**Objective**
From the material below, keep only the lines that contain the string "blue", and treat uppercase and lowercase letters as different.

**Excerpted data**
---+---
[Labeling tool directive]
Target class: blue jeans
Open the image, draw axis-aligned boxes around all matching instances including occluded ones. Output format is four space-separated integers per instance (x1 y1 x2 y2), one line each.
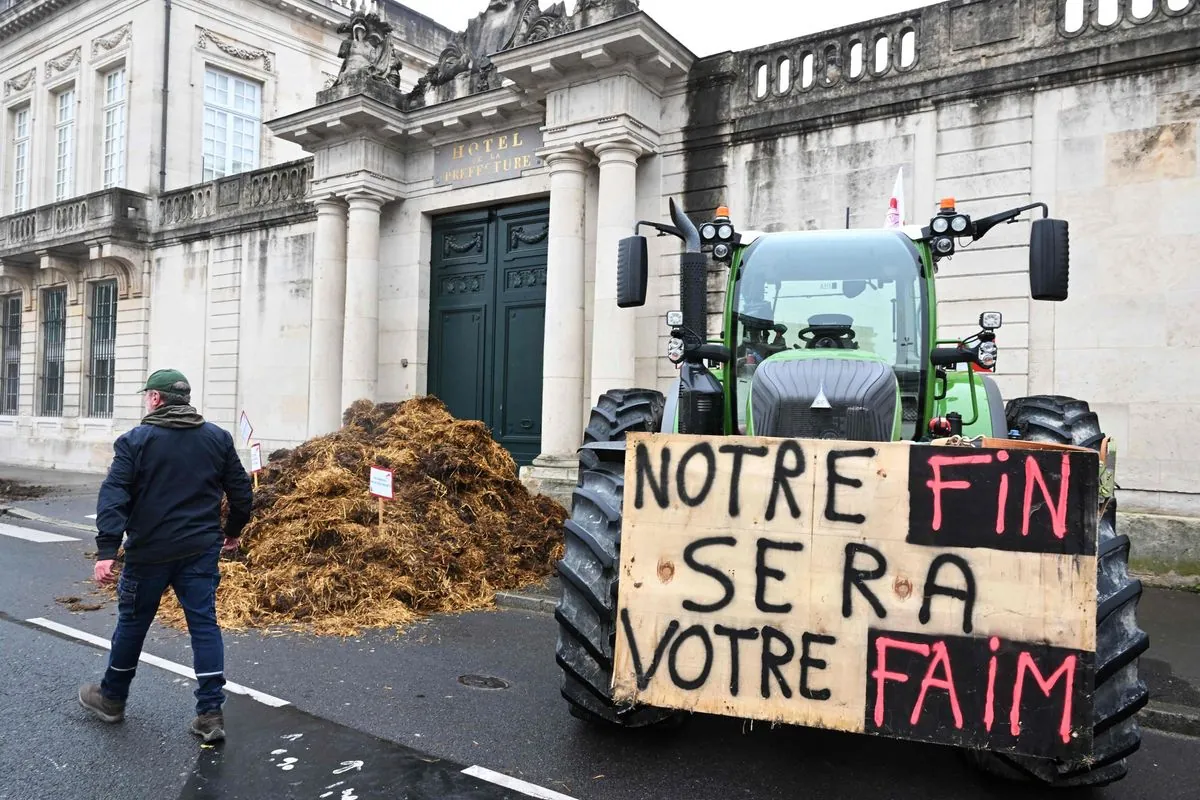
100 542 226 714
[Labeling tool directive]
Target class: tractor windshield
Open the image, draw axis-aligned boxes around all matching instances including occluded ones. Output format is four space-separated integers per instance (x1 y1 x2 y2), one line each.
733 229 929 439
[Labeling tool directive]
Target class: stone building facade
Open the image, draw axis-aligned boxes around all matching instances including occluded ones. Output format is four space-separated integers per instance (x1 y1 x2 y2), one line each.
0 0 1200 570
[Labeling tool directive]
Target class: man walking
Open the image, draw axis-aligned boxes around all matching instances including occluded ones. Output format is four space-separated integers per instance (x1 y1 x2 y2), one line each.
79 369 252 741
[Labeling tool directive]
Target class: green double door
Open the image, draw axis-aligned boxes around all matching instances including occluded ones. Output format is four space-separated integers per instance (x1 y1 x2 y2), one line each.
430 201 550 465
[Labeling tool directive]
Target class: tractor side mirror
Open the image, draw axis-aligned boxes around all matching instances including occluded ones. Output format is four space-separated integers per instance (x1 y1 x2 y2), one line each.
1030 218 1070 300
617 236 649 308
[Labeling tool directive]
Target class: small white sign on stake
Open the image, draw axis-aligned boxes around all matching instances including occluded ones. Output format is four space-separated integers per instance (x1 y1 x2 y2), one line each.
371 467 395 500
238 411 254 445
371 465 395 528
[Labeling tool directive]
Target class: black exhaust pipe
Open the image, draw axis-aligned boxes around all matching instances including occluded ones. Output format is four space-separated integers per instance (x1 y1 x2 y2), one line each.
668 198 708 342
---+---
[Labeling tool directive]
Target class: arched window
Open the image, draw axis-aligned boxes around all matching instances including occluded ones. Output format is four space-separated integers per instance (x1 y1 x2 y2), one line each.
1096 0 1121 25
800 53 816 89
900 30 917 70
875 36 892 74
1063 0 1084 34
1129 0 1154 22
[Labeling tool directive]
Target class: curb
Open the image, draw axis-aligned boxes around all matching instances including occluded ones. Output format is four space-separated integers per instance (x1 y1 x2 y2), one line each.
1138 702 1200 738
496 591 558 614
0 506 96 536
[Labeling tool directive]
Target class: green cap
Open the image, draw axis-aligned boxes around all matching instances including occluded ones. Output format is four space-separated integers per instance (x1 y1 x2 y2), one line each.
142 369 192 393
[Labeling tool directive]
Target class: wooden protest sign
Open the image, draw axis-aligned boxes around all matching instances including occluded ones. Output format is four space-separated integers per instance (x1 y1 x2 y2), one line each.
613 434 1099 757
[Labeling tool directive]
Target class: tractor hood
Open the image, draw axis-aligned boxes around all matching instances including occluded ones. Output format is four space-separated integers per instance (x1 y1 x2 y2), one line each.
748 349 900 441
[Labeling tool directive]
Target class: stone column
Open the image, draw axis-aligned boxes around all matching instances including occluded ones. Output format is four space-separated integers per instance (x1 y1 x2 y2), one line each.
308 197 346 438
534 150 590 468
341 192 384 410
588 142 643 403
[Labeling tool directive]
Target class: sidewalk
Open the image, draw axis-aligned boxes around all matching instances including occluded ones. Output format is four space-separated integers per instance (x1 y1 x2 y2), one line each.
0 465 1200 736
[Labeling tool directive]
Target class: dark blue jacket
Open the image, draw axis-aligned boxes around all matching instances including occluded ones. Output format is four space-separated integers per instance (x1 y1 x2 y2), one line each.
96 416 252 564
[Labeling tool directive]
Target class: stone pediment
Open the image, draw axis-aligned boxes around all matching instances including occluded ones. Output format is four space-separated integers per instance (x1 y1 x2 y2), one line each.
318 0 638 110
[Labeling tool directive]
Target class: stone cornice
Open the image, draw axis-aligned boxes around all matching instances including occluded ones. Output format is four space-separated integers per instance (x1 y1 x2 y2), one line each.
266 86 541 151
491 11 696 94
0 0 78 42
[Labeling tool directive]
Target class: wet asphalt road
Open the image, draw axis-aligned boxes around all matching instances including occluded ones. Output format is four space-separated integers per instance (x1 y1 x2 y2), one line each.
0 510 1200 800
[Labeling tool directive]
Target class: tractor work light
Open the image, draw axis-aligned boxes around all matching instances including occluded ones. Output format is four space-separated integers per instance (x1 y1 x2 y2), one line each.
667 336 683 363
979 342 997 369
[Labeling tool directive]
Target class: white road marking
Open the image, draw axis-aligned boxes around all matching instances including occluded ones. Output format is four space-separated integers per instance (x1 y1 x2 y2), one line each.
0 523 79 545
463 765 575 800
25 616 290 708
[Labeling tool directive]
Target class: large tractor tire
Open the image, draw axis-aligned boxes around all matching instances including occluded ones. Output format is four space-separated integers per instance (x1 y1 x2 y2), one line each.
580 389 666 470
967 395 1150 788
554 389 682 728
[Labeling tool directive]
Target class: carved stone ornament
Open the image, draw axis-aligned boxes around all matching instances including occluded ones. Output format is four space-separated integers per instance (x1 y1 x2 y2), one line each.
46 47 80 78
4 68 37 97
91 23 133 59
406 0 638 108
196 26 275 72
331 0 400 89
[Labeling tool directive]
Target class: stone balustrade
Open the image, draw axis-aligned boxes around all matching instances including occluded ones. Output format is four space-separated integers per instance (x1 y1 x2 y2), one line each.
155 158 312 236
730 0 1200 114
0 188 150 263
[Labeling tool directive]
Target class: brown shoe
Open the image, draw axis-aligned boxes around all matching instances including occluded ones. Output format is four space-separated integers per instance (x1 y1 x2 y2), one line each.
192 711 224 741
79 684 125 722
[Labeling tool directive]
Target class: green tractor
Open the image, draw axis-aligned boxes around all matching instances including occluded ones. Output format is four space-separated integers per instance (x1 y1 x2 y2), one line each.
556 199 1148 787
---+---
**Written reply**
Target class: blue jeans
Target class: dark blue jacket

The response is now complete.